If you use a smartphone, this is an important warning for you. Please follow along to learn about this scary new threat, and what you need to change right now to be safe. For years, I've been giving you the heads up and the tools to keep you, your family and your money safe from all the bad guys out there who are forever trying to rip you off. Now I've found a scary new way hackers can target you without you even realizing it. And by the time you do catch on, it will probably be way too late!
It all involves your smartphone, your cell provider and text alerts. By now, most folks are completely used to communicating back and forth with family and friends via text. Businesses have caught on, too. Text is a cheap and easy way for companies to connect with customers. One type of company that uses texts a lot is our cellphone providers. After all, they have already have our cellphone numbers so it's simple for them to push out messages.
Cellphone providers regularly send text alerts and other messages to users. These messages might be a warning that you are approaching your data limit or that your monthly bill is ready. Here is a message I just got the other day from Verizon with a friendly heads up that my bill is ready. Pretty convenient, right?
Just one problem. You really have no idea if this is actually from your legitimate cellphone provider or where the link might take you! And here's the reality: In your busy life, it is very tempting to just click on the link and enter your login credentials, right? Guess what? If this message is from a hacker, you just gave away the keys to your cellphone account and perhaps everything else that goes with it perhaps even your credit card numbers.
Once again, the bad guys have figured out how to exploit a shortcut many of us use, so they can have a chance to rip us off. So take a look at that Verizon message again:
Did you second guess the number it came from? Did you question the link, mobile.vzw.com? Well you should! Turns out it is way too easy for nearly anyone to pretend to be a big company for little or even no expense at all. In the hacking world, this is called "spoofing." By spoofing a customer into thinking they are communicating with a trusted business, the hacker can trick you into handing over your login user names and passwords.
Don't panic yet, because further down I have the simple steps you can take to protect you and yours from this latest trick. But first, you should understand how this works, so you'll know what to look out for. Texts from your cellular provider and other trusted companies and even non-profits often come from short codes. A short code is a four- or five-digit number from which to send a text. Anyone can buy a short code for a couple thousand dollars, but you can also get a 30-day short code trial for free.
* * * * * * * * *
### Given problem 1
Render the lines of the listing as a Markdown table with the columns Row and Line, starting at the line containing "Our analyst would like the jagged" and ending at the line containing "left=183, top=142, right=333, bottom=286", and leave out any blank lines.
The article and the listing were taken from unrelated sources.
* * * * * * * * *
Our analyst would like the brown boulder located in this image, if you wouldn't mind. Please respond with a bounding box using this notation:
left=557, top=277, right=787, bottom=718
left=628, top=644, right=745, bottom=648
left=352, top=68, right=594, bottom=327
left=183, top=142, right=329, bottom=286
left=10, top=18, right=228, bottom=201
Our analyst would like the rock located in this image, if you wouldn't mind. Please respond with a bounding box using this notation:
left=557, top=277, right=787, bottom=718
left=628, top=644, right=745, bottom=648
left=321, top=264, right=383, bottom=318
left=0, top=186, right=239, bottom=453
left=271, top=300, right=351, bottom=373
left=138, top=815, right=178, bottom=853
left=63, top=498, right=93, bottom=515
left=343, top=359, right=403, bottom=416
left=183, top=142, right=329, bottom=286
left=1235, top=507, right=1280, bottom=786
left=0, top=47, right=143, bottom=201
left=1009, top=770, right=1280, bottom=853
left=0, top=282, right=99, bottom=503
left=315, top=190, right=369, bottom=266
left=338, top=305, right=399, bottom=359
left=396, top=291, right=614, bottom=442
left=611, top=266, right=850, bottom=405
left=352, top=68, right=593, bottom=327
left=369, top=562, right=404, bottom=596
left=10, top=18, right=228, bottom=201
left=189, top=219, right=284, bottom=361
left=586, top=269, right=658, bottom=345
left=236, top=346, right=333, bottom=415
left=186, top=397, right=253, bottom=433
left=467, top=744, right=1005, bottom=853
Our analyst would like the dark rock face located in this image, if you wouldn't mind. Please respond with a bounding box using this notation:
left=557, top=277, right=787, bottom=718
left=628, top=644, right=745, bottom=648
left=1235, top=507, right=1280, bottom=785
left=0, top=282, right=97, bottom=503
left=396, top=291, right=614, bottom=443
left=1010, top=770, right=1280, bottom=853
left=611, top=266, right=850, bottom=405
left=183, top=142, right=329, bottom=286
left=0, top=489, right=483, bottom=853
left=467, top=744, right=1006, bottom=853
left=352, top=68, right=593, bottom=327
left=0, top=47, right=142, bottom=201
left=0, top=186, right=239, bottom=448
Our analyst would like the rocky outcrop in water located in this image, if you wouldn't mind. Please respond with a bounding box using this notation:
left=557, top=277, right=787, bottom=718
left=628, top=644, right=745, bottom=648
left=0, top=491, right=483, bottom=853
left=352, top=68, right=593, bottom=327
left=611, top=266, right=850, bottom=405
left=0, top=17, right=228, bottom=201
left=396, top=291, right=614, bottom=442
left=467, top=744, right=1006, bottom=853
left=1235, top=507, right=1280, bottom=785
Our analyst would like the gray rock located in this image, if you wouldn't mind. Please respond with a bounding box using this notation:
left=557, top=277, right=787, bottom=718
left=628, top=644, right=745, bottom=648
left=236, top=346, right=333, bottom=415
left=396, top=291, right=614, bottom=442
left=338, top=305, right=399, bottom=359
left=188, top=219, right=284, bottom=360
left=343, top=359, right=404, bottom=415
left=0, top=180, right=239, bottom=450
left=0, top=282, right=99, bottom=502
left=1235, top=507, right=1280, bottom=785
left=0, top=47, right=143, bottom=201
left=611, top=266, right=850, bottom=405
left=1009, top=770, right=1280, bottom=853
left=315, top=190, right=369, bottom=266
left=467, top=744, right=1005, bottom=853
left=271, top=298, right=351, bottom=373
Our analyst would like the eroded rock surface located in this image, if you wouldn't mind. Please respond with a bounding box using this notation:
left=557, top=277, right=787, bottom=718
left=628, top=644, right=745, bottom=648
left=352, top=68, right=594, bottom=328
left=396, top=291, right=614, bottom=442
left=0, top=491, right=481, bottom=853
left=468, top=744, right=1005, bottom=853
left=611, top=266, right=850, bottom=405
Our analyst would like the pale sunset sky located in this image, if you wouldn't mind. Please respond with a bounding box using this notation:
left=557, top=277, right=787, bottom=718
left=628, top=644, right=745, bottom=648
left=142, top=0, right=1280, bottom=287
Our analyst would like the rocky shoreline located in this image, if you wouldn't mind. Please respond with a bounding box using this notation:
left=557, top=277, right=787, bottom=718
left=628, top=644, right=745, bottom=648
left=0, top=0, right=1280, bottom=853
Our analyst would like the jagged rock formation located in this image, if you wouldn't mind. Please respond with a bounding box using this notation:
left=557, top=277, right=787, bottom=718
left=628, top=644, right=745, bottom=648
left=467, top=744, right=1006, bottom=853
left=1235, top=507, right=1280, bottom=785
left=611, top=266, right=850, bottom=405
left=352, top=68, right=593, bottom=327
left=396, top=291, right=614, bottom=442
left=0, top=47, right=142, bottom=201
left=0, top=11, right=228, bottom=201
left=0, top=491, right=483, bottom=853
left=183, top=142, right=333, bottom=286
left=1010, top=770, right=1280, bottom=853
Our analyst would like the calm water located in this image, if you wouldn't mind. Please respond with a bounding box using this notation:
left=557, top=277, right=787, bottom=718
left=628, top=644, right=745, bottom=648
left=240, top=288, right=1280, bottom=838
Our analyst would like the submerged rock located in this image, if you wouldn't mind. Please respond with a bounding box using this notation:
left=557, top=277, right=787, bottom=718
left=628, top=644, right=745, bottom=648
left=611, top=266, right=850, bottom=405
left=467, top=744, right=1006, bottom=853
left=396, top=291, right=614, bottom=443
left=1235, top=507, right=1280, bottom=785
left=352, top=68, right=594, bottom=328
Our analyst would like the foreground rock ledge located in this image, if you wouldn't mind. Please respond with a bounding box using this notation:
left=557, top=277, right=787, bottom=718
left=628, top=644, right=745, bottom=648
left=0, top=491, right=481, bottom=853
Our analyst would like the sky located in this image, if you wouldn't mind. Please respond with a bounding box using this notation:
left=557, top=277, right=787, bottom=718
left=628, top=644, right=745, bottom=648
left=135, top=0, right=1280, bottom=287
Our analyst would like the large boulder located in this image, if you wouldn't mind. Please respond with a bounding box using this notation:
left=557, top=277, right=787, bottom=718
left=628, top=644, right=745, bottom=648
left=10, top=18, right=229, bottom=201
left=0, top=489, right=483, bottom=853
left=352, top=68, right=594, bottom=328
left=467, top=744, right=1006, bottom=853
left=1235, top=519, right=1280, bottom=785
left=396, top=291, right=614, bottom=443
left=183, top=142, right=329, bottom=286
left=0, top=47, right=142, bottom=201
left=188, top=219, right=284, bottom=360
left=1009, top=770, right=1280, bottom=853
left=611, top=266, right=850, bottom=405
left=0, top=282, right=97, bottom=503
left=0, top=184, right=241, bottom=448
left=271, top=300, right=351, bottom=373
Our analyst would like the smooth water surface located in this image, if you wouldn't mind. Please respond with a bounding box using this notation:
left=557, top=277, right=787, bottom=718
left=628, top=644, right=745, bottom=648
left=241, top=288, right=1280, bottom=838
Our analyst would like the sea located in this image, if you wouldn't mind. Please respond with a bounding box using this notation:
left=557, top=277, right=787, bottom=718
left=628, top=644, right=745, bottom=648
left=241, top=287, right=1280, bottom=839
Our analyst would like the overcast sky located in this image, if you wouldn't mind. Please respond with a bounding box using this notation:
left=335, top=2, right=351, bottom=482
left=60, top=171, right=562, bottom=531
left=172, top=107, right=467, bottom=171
* * * * * * * * *
### Given problem 2
Finish out the next part of the article on text-message spoofing, picking up after its final sentence.

### Output 1
| Row | Line |
|---|---|
| 1 | Our analyst would like the jagged rock formation located in this image, if you wouldn't mind. Please respond with a bounding box using this notation: |
| 2 | left=557, top=277, right=787, bottom=718 |
| 3 | left=628, top=644, right=745, bottom=648 |
| 4 | left=467, top=744, right=1006, bottom=853 |
| 5 | left=1235, top=507, right=1280, bottom=785 |
| 6 | left=611, top=266, right=850, bottom=405 |
| 7 | left=352, top=68, right=593, bottom=327 |
| 8 | left=396, top=291, right=614, bottom=442 |
| 9 | left=0, top=47, right=142, bottom=201 |
| 10 | left=0, top=11, right=228, bottom=201 |
| 11 | left=0, top=491, right=483, bottom=853 |
| 12 | left=183, top=142, right=333, bottom=286 |

### Output 2
When you receive a text from a short code, you have no way of knowing who actually sent it.
To demonstrate just how confusing this can be, a computer programmer, Dani Grant, spoofed a text to look just like one she received from her cell provider, AT&T. Can you tell the difference?
Both messages come from a short code number and both have an "att" link right? If you are like most folks, you probably can't tell which one is real. That's what makes this hack so scary!
Here's the answer: the left-hand message is real, the right-hand version is fake. The programmer simply got a short code, 955-77, and a website address that has "att" and "mobility" in it.
To make matters even more confusing, many companies are not consistent with the numbers they send from, the format of their text messages or even the websites they link to. All of this confusion offers tons of opportunities for hackers to fool their victims.
Once a hacker sends their fake text to you, the next step is to trick you into handing over the keys to your account. After all, if you willingly hand over your password, even if it is super strong as I've recommended, the hacker never has to try to crack it! How does the hacker fool you into giving away your login? It all has to do with the link that is in the text message.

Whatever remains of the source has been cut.